::: Source document :::
Capture fisheries for food security

Food Security04 Mar 2013Petra Spliethoff

The role of small scale capture fisheries in rural livelihood, trade and food security remains critically unrecognized in development and poverty reduction approaches.

Food security programmes concentrate on the availability of food, access to food, nutritional adequacy, crisis prevention and food supply stability. Most programmes focus on agricultural production and do not pay much attention to the contribution of fisheries to food security nor to the livelihood of fishers, processors and traders. The fisheries sector – in terms of production, employment, trade and food security, is hardly mainstreamed into development and poverty reduction approaches.

Globally more than 60 million people are engaged in artisanal capture fisheries and approximately 4-5 times as many, in up and downstream activities like fish processing, net making, boat building and trade. About 50 % of those employed in the sector are women. In many parts of the world fisheries form an indispensable source of livelihood, providing food, employment and income to millions of families. For many, fisheries is a ‘last resort’ with an important safety net function: by failing agriculture or loss of job, fishing may provide part time or temporary income and relatively cheap and nutritious food. The social and economic contribution of the small scale fisheries sector however tends to be obscured by national statistics in many countries, because fish landings by the small-scale sector are not or under-reported, resulting in a tendency to neglect its role with respect to national economics and food security.

Approximately 40-50 % of the world fish production is traded internationally, which is more than other foods such as rice, coffee or bananas. Fish producing countries generally favour export of high value fish as the benefits of export are most clear in their national economy. However in many developing countries , the ‘escalade‘ of taxes and sanitary conditions along the fish production/processing chain makes it rather cumbersome and costly for entrepreneurs to participate in international trade. It is for this reason that many fish companies decided to go for export of products in frozen or fresh form or for agreements with foreign companies rather than to invest in processing facilities and fisheries infrastructure. Less attention is being paid to the impact of export on the economy of the national fisheries sector, on local livelihoods, on fish supply to domestic markets or on regional trade routes. Most small scale fishers sell their high value fish to traders or exporting companies, but find it difficult to access export markets themselves, due to lack of proper facilities and logistics, legal constraints and various trade barriers . And in many countries, the growth of export oriented fisheries have led to employment losses for fish processors, retailors and traders working for the local and regional markets.
::: Dataset :::
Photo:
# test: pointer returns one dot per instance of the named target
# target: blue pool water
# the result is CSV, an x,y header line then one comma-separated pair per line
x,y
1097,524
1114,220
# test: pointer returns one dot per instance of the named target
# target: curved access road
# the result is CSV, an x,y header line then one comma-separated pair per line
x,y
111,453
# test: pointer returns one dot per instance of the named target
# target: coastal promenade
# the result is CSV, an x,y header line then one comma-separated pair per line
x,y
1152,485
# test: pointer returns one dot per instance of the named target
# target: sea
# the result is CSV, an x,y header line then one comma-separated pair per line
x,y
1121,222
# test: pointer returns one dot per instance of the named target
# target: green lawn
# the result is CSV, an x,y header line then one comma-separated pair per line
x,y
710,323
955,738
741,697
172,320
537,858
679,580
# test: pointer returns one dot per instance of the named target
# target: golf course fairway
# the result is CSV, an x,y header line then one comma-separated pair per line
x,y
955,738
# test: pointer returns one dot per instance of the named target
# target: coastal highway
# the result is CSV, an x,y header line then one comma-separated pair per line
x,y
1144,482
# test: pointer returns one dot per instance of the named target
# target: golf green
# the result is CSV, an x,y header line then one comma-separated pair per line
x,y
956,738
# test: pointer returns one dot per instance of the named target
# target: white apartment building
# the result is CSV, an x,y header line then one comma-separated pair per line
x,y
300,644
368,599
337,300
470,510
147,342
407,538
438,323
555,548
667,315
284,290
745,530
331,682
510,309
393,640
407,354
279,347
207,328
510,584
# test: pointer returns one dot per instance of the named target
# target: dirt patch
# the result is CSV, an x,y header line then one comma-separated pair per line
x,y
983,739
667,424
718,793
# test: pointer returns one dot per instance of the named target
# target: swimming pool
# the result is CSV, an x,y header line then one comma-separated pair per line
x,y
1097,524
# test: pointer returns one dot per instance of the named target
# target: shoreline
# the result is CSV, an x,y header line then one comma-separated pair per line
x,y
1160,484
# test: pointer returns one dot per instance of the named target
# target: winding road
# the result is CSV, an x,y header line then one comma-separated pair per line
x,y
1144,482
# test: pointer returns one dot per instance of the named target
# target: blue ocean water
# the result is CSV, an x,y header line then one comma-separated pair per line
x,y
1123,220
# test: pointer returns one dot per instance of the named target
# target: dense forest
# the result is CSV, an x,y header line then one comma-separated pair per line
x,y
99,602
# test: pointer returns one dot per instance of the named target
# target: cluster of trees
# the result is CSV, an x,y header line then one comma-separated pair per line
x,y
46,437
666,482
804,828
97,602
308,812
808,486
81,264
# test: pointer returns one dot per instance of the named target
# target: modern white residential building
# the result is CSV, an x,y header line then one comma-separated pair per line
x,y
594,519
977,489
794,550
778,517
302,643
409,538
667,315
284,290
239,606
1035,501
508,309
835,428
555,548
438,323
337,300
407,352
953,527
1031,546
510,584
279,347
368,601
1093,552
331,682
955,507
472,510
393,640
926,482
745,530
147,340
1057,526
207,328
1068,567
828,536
:::
**Exercises**.
- 1) According to the text on capture fisheries, approximately what share of world fish production is traded internationally?
- 2) Output verbatim the part of the capture fisheries text that opens with the words containing "Capture fisheries for" and closes with "into development and poverty reduction approaches.".

**Problem solutions**.
- 1) Approximately 40-50 % of world fish production is traded internationally.

- 2)
Capture fisheries for food security

Food Security04 Mar 2013Petra Spliethoff

The role of small scale capture fisheries in rural livelihood, trade and food security remains critically unrecognized in development and poverty reduction approaches.

Food security programmes concentrate on the availability of food, access to food, nutritional adequacy, crisis prevention and food supply stability. Most programmes focus on agricultural production and do not pay much attention to the contribution of fisheries to food security nor to the livelihood of fishers, processors and traders. The fisheries sector – in terms of production, employment, trade and food security, is hardly mainstreamed into development and poverty reduction approaches.